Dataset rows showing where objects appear
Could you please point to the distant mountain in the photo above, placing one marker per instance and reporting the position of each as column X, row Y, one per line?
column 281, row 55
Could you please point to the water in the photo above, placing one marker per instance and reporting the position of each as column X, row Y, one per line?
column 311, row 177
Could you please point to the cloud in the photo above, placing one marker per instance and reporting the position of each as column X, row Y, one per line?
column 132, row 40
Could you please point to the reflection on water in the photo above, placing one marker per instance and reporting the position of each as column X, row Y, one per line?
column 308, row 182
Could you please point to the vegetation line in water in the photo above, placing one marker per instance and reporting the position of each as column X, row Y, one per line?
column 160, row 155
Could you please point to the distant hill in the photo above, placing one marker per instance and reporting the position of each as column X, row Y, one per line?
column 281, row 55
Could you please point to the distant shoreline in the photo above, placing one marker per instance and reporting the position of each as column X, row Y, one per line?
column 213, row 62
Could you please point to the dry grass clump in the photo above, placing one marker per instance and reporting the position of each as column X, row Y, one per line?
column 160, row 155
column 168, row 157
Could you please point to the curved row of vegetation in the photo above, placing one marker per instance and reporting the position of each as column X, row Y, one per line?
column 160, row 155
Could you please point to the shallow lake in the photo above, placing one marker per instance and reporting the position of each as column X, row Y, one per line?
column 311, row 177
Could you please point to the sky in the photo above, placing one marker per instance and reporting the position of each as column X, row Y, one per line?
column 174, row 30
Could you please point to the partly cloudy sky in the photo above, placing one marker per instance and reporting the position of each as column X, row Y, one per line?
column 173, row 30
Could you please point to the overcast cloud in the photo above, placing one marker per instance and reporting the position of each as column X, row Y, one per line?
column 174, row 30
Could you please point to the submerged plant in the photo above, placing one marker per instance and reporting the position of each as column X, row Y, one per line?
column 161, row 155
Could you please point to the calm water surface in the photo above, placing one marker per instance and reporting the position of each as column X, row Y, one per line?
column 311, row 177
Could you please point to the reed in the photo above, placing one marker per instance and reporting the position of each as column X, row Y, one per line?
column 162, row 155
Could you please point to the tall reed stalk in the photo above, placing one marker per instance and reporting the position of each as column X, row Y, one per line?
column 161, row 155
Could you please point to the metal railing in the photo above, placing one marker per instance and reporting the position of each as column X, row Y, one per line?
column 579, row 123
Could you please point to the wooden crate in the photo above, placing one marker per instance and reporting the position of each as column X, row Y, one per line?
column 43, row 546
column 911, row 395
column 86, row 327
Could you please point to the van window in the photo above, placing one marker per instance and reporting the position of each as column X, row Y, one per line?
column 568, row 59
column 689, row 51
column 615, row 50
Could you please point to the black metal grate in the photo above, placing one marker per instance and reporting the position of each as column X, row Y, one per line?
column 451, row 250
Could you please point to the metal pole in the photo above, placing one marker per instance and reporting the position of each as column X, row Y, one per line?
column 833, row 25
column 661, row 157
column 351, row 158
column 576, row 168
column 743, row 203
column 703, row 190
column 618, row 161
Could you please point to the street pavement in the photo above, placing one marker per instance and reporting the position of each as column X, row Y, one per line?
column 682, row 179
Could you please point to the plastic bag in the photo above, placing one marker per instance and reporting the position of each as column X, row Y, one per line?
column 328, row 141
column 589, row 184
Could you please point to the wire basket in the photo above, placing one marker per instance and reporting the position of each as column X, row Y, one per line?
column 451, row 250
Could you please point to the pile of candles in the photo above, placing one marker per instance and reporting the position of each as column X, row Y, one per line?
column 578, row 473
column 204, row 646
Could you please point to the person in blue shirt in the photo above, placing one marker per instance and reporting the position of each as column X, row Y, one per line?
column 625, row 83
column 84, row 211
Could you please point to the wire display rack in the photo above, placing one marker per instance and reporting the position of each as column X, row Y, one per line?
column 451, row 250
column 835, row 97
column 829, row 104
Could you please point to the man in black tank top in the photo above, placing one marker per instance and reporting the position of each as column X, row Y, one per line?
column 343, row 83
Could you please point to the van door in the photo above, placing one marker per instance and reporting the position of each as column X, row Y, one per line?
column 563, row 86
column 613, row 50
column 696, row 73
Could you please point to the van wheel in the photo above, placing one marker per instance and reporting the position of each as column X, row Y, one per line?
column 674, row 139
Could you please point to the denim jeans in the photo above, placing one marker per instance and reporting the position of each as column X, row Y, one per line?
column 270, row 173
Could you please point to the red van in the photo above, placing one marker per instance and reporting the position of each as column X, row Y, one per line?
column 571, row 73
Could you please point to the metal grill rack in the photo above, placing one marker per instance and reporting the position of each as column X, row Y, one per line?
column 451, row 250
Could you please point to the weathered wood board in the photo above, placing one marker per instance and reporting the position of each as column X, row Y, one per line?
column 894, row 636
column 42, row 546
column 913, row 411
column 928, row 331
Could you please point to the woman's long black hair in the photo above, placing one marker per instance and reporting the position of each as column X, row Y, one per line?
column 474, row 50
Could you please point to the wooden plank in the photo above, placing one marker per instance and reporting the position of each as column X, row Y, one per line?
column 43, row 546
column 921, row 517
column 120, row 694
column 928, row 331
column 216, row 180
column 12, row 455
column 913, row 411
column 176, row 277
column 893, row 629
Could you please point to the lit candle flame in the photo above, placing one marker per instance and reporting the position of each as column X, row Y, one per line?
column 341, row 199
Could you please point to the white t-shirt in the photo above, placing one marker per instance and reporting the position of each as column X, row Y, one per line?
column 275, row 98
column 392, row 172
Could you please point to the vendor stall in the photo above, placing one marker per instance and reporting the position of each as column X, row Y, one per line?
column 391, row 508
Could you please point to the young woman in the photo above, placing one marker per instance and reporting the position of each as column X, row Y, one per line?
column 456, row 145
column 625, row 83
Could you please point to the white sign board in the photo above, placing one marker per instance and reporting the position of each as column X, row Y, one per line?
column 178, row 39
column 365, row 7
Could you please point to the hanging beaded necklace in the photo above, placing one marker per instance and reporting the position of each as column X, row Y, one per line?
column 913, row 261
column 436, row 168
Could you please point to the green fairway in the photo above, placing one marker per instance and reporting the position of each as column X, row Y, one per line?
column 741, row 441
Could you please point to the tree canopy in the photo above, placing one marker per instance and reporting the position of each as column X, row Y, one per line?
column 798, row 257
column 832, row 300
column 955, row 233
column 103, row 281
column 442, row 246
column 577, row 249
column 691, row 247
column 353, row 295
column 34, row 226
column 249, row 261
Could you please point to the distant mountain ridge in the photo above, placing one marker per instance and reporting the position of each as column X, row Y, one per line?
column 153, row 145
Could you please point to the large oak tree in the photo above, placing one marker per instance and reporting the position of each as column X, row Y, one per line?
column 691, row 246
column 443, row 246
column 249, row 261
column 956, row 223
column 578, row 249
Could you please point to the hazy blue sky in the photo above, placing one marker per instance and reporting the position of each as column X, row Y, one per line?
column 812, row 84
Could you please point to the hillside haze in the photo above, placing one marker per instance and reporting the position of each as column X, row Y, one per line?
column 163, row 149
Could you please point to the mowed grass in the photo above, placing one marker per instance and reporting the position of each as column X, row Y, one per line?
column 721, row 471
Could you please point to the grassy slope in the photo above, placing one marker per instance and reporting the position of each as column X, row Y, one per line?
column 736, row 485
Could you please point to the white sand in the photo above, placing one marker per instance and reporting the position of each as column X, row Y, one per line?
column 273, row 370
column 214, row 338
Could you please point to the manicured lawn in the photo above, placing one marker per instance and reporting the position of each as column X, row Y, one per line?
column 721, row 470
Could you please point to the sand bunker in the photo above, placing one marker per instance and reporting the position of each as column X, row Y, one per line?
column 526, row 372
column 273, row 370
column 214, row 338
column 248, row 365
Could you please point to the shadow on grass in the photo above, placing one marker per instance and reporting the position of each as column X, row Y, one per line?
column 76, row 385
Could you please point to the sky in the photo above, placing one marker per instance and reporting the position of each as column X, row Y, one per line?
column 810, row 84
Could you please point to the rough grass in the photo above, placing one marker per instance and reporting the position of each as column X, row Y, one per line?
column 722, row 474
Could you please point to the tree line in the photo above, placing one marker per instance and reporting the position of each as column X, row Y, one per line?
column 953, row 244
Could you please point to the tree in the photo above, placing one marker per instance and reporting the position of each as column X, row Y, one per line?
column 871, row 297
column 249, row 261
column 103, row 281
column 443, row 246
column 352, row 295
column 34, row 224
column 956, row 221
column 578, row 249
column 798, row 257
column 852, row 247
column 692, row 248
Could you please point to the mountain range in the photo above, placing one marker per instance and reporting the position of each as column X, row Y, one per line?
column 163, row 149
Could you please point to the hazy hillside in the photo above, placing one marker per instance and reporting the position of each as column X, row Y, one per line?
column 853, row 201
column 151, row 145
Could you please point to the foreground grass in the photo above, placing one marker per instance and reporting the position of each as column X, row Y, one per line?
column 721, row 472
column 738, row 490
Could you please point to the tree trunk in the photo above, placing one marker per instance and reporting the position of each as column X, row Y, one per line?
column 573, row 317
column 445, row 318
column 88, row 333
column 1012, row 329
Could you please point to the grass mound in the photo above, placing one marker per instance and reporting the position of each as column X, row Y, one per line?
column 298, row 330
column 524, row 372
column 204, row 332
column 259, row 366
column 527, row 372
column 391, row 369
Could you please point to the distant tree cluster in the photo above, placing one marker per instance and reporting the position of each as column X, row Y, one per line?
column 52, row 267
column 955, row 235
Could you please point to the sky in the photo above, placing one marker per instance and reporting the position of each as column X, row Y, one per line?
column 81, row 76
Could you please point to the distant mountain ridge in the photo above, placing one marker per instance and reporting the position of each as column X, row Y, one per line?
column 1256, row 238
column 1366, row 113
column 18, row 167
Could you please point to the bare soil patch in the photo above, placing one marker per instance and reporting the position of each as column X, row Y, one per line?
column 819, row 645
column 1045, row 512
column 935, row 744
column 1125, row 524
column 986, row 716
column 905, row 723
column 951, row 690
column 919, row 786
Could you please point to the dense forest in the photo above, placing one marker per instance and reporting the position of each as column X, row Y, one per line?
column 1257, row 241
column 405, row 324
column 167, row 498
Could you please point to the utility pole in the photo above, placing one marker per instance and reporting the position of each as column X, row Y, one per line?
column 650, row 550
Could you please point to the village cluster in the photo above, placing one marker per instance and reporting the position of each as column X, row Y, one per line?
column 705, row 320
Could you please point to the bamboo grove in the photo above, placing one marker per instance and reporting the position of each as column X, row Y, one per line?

PROBLEM:
Please turn the lines into a Markdown table with the columns Row and Line, starting with the first line and going on through the line with "column 213, row 62". Number each row and leave out blank lines.

EXPECTED ANSWER:
| Row | Line |
|---|---|
| 1 | Could you please point to the distant mountain in the photo above, placing one marker per instance and reporting the position of each as column X, row Y, one per line? |
| 2 | column 281, row 55 |
| 3 | Could you please point to the water in the photo above, placing one marker per instance and reporting the position of each as column X, row Y, one per line? |
| 4 | column 311, row 177 |
| 5 | Could you please point to the cloud in the photo above, placing one marker per instance and reporting the position of each as column X, row Y, one per line? |
| 6 | column 132, row 40 |
| 7 | Could you please point to the reflection on water in the photo above, placing one marker per instance and reporting the position of each as column X, row Y, one per line? |
| 8 | column 308, row 182 |
| 9 | Could you please point to the vegetation line in water in the photo above, placing one marker per instance and reporting the position of each as column X, row Y, one per line? |
| 10 | column 160, row 155 |
| 11 | Could you please point to the distant hill in the photo above, placing one marker per instance and reporting the position of each as column X, row Y, one per line? |
| 12 | column 281, row 55 |
| 13 | Could you please point to the distant shoreline in the photo above, placing one marker per instance and reporting the position of each as column X, row Y, one per line? |
| 14 | column 213, row 62 |